• PAGE EXCERPT
In the above visualization, we observed a high number of false positives and false negatives, resulting in an overall inference accuracy of Accuracy = 85.80%. False negatives are of much greater concern.
From our early results, we achieved an accuracy of 85.80%. However, we observed a significant number of false positives and false negatives. The primary concern was the false negatives, as losing images in an already imbalanced dataset could be detrimental. Misclassifying and subsequently omitting images could reduce the limited number of images confirming the presence of animals even further. As a result, our subsequent experiments aimed to explore advanced deep learning techniques that could effectively diminish both type I and type II errors in our predictions.
3.1.2 Hyperparameter Tuning using Hyperparameter Grid
We undertook hyperparameter tuning leveraging a hyperparameter grid, focusing on the following parameters:
- Models: Through experimentation with various architectures, it was noted that augmenting the depth of our model precipitated overfitting. This, in turn, affected the model’s validation performance adversely.
- Learning Rate: An array of learning rates (0.1, 0.01, 0.001, and 0.0001) was evaluated. The analysis indicated that a learning rate of 0.001 provided the optimal outcome.
- Weight Decay: We assessed multiple weight decay values, including 1e-3, 1e-4, 1e-5, and 1e-7. The optimal performance was observed with a weight decay of 1e-7.
- Dropout: To counteract overfitting, we experimented with varying dropout rates (0.05, 0.1, 0.2, 0.3, and 0.4). Through these tests, a dropout rate of 0.2 was determined to be the most effective.
- Batch Size: We evaluated the effects of different batch sizes on model performance, specifically sizes of 16, 32, and 64. The batch size of 16 was found to produce the best results.
In our exploration of contemporary deep learning techniques, we incorporated the RAdam Optimizer[2] as proposed by Liu et al. in their research[2]. This replaced our initial choice, the Adam optimizer. Furthermore, we implemented the Lookahead Optimizer technique, setting k to 10, alpha to 0.5, and selecting RAdam[2] as the base optimizer, following the methodology outlined by Zhang et al.[3] in their study. The integration of these techniques substantially improved our results, which are detailed in the subsequent sections.
In the visualization presented above, we observed a significant improvement in inference accuracy, reaching 95.20%. While there was a marked reduction in the number of false positives, the presence of false negatives remained a concern.
From the results, it’s evident that the countless hours dedicated to hyperparameter optimization, coupled with the incorporation of recent advancements in the deep learning domain, have yielded improved outcomes. The model’s accuracy surged, achieving a commendable score of 95.20%. While we succeeded in substantially reducing the number of false positives, false negatives continued to pose a significant challenge. Upon analysis, we suspected that the primary reason for this could be the imbalanced nature of our dataset. The model had limited exposure to the minority class, labeled as ‘1,’ which represents images containing animals. This lack of representation is likely a substantial factor behind our inability to effectively minimize false negatives.
3.1.3 Down-Sampling Majority Class
In light of our observations regarding the model’s performance with an imbalanced dataset, we decided to try a different approach. Specifically, we down-sampled our majority class, labeled ‘0’, representing images without animals. By doing so, our goal was to match the count of these images with that of the minority class, labeled ‘1’, indicating the presence of animals. This adjustment notably reduced the total number of images available for training, subsequently diminishing the overall training steps, as the model now had fewer examples to process. Nevertheless, we opted to retain the hyperparameters from our previous experiment, given their demonstrated effectiveness. The results of this experiment are discussed in the sections that follow.

[Dataset excerpt]
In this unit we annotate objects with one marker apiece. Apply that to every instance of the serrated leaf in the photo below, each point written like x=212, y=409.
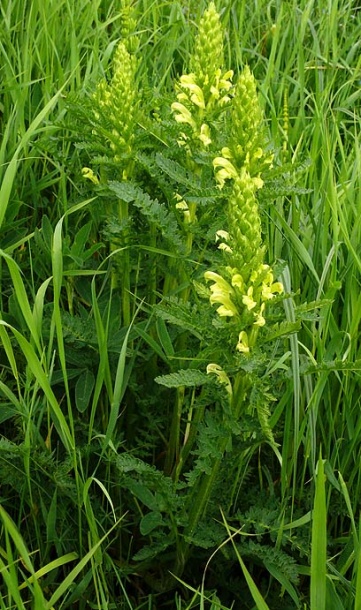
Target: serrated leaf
x=143, y=494
x=183, y=378
x=83, y=390
x=150, y=522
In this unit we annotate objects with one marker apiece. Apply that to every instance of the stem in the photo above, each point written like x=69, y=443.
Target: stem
x=199, y=500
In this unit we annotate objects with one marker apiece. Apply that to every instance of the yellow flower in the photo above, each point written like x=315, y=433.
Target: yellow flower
x=226, y=172
x=242, y=344
x=221, y=292
x=184, y=115
x=247, y=299
x=238, y=282
x=205, y=134
x=187, y=81
x=260, y=320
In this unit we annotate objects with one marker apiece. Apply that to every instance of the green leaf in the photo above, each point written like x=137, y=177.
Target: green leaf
x=150, y=522
x=319, y=543
x=83, y=390
x=183, y=378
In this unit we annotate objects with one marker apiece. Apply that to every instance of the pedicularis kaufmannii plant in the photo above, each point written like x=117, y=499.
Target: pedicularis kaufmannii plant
x=185, y=175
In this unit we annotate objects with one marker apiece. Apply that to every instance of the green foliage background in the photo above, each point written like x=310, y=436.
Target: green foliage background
x=102, y=475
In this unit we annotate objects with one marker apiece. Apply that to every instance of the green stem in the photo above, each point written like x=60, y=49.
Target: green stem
x=200, y=499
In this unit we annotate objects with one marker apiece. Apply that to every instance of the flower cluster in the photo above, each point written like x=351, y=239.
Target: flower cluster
x=115, y=105
x=206, y=87
x=245, y=301
x=246, y=284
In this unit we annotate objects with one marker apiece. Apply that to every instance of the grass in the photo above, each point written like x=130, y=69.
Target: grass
x=119, y=492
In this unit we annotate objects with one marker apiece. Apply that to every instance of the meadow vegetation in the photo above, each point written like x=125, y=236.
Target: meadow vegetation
x=180, y=303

• JOBS
a – According to the page excerpt, which batch size gave the best results?
b – In the page excerpt, substitute "best" for "optimal" in the passage starting with "- Learning Rate: An" and going on through "decay of 1e-7.".
c – Decide whether each statement agrees with the page excerpt, answering yes or no and quoting the words that settle it: (i) The RAdam optimizer took the place of the Adam optimizer. (ii) The dropout rate found most effective was 0.3. (iii) Down-sampling the majority class increased the total number of images available for training.
Rely only on the page excerpt for your answers.

• ANSWERS FOR THIS EXERCISE
a – A batch size of 16.

b –
- Learning Rate: An array of learning rates (0.1, 0.01, 0.001, and 0.0001) was evaluated. The analysis indicated that a learning rate of 0.001 provided the best outcome.
- Weight Decay: We assessed multiple weight decay values, including 1e-3, 1e-4, 1e-5, and 1e-7. The best performance was observed with a weight decay of 1e-7.

c –
(i) Yes: "This replaced our initial choice, the Adam optimizer."
(ii) No: "a dropout rate of 0.2 was determined to be the most effective."
(iii) No: "This adjustment notably reduced the total number of images available for training"